Some records:
------------------------------------------------------------

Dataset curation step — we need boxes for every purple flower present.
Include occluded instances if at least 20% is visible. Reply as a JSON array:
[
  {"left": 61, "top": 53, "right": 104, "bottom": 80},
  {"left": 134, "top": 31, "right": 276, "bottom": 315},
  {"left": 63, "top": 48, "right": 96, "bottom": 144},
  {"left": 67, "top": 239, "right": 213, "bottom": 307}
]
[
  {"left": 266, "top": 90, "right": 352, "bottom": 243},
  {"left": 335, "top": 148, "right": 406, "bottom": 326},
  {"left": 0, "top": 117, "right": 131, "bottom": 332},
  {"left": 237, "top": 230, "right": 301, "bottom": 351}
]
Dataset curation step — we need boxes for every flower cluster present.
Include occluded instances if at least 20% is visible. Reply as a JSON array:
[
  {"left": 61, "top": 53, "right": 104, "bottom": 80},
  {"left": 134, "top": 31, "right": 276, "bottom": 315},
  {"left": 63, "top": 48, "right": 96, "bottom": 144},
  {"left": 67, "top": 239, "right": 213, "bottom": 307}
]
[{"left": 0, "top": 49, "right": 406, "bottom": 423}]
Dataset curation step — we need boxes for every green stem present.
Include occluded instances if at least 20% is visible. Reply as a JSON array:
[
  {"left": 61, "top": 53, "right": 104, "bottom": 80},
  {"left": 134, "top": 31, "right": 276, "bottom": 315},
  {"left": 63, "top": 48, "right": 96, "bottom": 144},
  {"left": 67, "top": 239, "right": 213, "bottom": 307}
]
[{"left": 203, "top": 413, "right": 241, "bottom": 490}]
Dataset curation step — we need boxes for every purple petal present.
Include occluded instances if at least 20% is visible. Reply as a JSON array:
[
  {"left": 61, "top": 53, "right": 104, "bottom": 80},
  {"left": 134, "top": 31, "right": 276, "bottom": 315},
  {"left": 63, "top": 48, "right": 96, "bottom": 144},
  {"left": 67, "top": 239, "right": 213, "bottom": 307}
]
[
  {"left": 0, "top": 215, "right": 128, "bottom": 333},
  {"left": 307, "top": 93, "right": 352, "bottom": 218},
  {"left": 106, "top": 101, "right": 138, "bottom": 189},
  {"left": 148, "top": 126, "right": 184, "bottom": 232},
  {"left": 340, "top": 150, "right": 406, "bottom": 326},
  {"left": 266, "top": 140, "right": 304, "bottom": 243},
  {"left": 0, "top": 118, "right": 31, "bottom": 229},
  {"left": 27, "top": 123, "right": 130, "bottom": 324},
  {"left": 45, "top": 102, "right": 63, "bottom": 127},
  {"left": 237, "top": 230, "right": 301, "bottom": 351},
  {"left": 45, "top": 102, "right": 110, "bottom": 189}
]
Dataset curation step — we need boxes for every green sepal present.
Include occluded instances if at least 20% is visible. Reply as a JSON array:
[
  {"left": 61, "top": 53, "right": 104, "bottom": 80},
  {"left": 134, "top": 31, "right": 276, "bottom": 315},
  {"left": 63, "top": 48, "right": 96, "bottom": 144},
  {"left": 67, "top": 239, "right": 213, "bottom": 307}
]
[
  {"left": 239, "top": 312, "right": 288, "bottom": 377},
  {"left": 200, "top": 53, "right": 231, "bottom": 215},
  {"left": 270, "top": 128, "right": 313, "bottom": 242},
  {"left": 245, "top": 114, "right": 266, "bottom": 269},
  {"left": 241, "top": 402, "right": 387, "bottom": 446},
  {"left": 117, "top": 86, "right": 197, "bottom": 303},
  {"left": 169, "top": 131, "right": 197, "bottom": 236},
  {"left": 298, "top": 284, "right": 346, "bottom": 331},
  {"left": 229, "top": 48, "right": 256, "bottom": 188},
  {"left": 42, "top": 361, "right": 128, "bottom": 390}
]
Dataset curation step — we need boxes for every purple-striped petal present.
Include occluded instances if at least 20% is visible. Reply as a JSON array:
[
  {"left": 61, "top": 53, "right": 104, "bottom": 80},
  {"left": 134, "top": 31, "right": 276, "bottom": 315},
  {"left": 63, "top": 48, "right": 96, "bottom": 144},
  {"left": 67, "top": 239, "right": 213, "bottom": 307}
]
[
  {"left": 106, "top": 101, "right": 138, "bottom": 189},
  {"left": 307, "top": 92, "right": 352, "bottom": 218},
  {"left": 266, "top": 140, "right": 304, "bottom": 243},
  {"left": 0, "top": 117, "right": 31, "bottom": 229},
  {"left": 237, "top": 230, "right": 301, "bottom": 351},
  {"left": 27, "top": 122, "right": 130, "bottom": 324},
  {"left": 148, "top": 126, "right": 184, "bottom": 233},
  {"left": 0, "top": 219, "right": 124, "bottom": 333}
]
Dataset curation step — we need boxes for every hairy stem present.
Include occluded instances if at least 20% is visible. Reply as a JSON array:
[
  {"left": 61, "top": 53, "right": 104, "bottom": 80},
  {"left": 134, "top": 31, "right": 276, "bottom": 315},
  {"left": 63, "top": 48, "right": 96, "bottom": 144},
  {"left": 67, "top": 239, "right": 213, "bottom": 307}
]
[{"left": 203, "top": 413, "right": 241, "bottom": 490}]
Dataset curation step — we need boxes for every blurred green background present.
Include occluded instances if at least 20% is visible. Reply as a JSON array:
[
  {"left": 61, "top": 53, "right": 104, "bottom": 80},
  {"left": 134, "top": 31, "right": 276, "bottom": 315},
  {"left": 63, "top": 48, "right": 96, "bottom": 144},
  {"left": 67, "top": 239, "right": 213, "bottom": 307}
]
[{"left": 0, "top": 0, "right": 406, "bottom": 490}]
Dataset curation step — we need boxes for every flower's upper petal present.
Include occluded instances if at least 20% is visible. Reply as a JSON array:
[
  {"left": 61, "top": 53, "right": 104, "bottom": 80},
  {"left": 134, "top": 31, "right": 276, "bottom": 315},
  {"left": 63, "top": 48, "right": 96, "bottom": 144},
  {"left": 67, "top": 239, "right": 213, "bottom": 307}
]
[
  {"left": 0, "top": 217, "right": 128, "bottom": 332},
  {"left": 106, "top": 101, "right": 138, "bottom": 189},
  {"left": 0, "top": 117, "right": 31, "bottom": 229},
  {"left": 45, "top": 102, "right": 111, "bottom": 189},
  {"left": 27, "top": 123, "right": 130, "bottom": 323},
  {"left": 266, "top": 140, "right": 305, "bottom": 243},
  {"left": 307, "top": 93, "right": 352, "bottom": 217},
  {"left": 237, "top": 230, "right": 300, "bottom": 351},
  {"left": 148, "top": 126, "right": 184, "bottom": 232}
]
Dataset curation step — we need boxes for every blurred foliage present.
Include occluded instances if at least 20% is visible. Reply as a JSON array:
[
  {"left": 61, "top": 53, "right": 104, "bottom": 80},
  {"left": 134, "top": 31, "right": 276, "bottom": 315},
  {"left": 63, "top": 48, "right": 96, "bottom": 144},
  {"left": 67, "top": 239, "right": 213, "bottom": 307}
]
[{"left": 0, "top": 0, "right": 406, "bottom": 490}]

------------------------------------------------------------

Task brief: Could you quote the material above in full, exactly as it stands?

Completed exercise:
Dataset curation step — we need boxes for every purple flower present.
Include occluded instances if at least 20% is visible. Reply as a JSON array:
[
  {"left": 61, "top": 53, "right": 104, "bottom": 80},
  {"left": 134, "top": 31, "right": 276, "bottom": 315},
  {"left": 63, "top": 48, "right": 96, "bottom": 144},
  {"left": 67, "top": 239, "right": 213, "bottom": 307}
]
[
  {"left": 266, "top": 90, "right": 352, "bottom": 243},
  {"left": 335, "top": 148, "right": 406, "bottom": 326},
  {"left": 0, "top": 117, "right": 131, "bottom": 332},
  {"left": 237, "top": 230, "right": 301, "bottom": 351}
]
Dataset curation step — we need boxes for every flower cluster present.
Include occluded instances if at least 20% is visible. Reply as a JSON array:
[
  {"left": 61, "top": 53, "right": 104, "bottom": 80},
  {"left": 134, "top": 31, "right": 276, "bottom": 315},
  {"left": 63, "top": 48, "right": 96, "bottom": 144},
  {"left": 67, "top": 239, "right": 213, "bottom": 307}
]
[{"left": 0, "top": 49, "right": 406, "bottom": 423}]
Dataset curation step — we need boxes for every green stem present.
Include occluded instances if at least 20% is visible. Reply as a JSON array:
[
  {"left": 61, "top": 53, "right": 104, "bottom": 80},
  {"left": 134, "top": 31, "right": 276, "bottom": 315},
  {"left": 63, "top": 48, "right": 96, "bottom": 144},
  {"left": 67, "top": 239, "right": 213, "bottom": 307}
]
[{"left": 203, "top": 413, "right": 241, "bottom": 490}]
Dataset curation step — we need boxes for every purple petal present.
Include occluded instances if at least 20% is visible. Reply as a JSON array:
[
  {"left": 61, "top": 53, "right": 104, "bottom": 80},
  {"left": 134, "top": 31, "right": 276, "bottom": 315},
  {"left": 63, "top": 48, "right": 96, "bottom": 144},
  {"left": 67, "top": 239, "right": 213, "bottom": 307}
]
[
  {"left": 0, "top": 215, "right": 128, "bottom": 333},
  {"left": 307, "top": 93, "right": 352, "bottom": 218},
  {"left": 106, "top": 101, "right": 138, "bottom": 189},
  {"left": 148, "top": 126, "right": 184, "bottom": 232},
  {"left": 340, "top": 150, "right": 406, "bottom": 326},
  {"left": 266, "top": 140, "right": 304, "bottom": 243},
  {"left": 0, "top": 118, "right": 31, "bottom": 229},
  {"left": 27, "top": 123, "right": 130, "bottom": 324},
  {"left": 45, "top": 102, "right": 63, "bottom": 127},
  {"left": 237, "top": 230, "right": 301, "bottom": 351},
  {"left": 45, "top": 102, "right": 110, "bottom": 189}
]
Dataset curation step — we need boxes for every green sepal present.
Include occluded instances if at least 20% is visible. Reply as a JSON array:
[
  {"left": 61, "top": 53, "right": 104, "bottom": 80},
  {"left": 134, "top": 31, "right": 276, "bottom": 315},
  {"left": 63, "top": 48, "right": 96, "bottom": 144},
  {"left": 67, "top": 239, "right": 213, "bottom": 307}
]
[
  {"left": 239, "top": 312, "right": 288, "bottom": 377},
  {"left": 200, "top": 53, "right": 231, "bottom": 215},
  {"left": 270, "top": 128, "right": 313, "bottom": 242},
  {"left": 245, "top": 114, "right": 266, "bottom": 269},
  {"left": 241, "top": 402, "right": 387, "bottom": 446},
  {"left": 117, "top": 86, "right": 197, "bottom": 303},
  {"left": 169, "top": 131, "right": 197, "bottom": 236},
  {"left": 298, "top": 284, "right": 346, "bottom": 331},
  {"left": 229, "top": 48, "right": 256, "bottom": 188},
  {"left": 42, "top": 361, "right": 128, "bottom": 390}
]
Dataset curation step — we need boxes for every purple-striped petal present.
Include occluded instances if at least 20% is visible. Reply as a JSON array:
[
  {"left": 61, "top": 53, "right": 104, "bottom": 80},
  {"left": 134, "top": 31, "right": 276, "bottom": 315},
  {"left": 63, "top": 48, "right": 96, "bottom": 144},
  {"left": 67, "top": 239, "right": 213, "bottom": 307}
]
[
  {"left": 106, "top": 101, "right": 138, "bottom": 189},
  {"left": 307, "top": 92, "right": 352, "bottom": 218},
  {"left": 266, "top": 140, "right": 304, "bottom": 243},
  {"left": 0, "top": 117, "right": 31, "bottom": 229},
  {"left": 237, "top": 230, "right": 301, "bottom": 351},
  {"left": 27, "top": 122, "right": 130, "bottom": 324},
  {"left": 148, "top": 126, "right": 184, "bottom": 233},
  {"left": 0, "top": 219, "right": 124, "bottom": 333}
]
Dataset curation step — we need boxes for every hairy stem present.
Include occluded instances if at least 20% is visible. Reply as a JSON array:
[
  {"left": 61, "top": 53, "right": 104, "bottom": 80},
  {"left": 134, "top": 31, "right": 276, "bottom": 315},
  {"left": 63, "top": 48, "right": 96, "bottom": 144},
  {"left": 67, "top": 239, "right": 213, "bottom": 307}
]
[{"left": 203, "top": 413, "right": 241, "bottom": 490}]
Dataset curation step — we need boxes for every blurred green background present.
Include occluded instances if at least 20% is visible. Reply as a JSON array:
[
  {"left": 61, "top": 53, "right": 104, "bottom": 80},
  {"left": 134, "top": 31, "right": 276, "bottom": 315},
  {"left": 63, "top": 48, "right": 96, "bottom": 144},
  {"left": 67, "top": 239, "right": 213, "bottom": 307}
]
[{"left": 0, "top": 0, "right": 406, "bottom": 490}]
Dataset curation step — we need boxes for every flower's upper petal present.
Include occluded instances if at least 20% is visible. Reply as a JSON array:
[
  {"left": 61, "top": 53, "right": 104, "bottom": 80},
  {"left": 134, "top": 31, "right": 276, "bottom": 315},
  {"left": 63, "top": 48, "right": 96, "bottom": 144},
  {"left": 67, "top": 239, "right": 213, "bottom": 307}
]
[
  {"left": 0, "top": 217, "right": 128, "bottom": 332},
  {"left": 106, "top": 101, "right": 138, "bottom": 189},
  {"left": 0, "top": 117, "right": 31, "bottom": 229},
  {"left": 45, "top": 102, "right": 111, "bottom": 189},
  {"left": 27, "top": 123, "right": 130, "bottom": 323},
  {"left": 266, "top": 140, "right": 305, "bottom": 243},
  {"left": 307, "top": 93, "right": 352, "bottom": 217},
  {"left": 237, "top": 230, "right": 300, "bottom": 351},
  {"left": 148, "top": 126, "right": 184, "bottom": 232}
]
Dataset curation step — we need boxes for every blurred foliage present.
Include occluded instances if at least 20% is visible. Reply as a JSON array:
[
  {"left": 61, "top": 53, "right": 104, "bottom": 80},
  {"left": 134, "top": 31, "right": 276, "bottom": 315},
  {"left": 63, "top": 48, "right": 96, "bottom": 144},
  {"left": 67, "top": 239, "right": 213, "bottom": 307}
]
[{"left": 0, "top": 0, "right": 406, "bottom": 490}]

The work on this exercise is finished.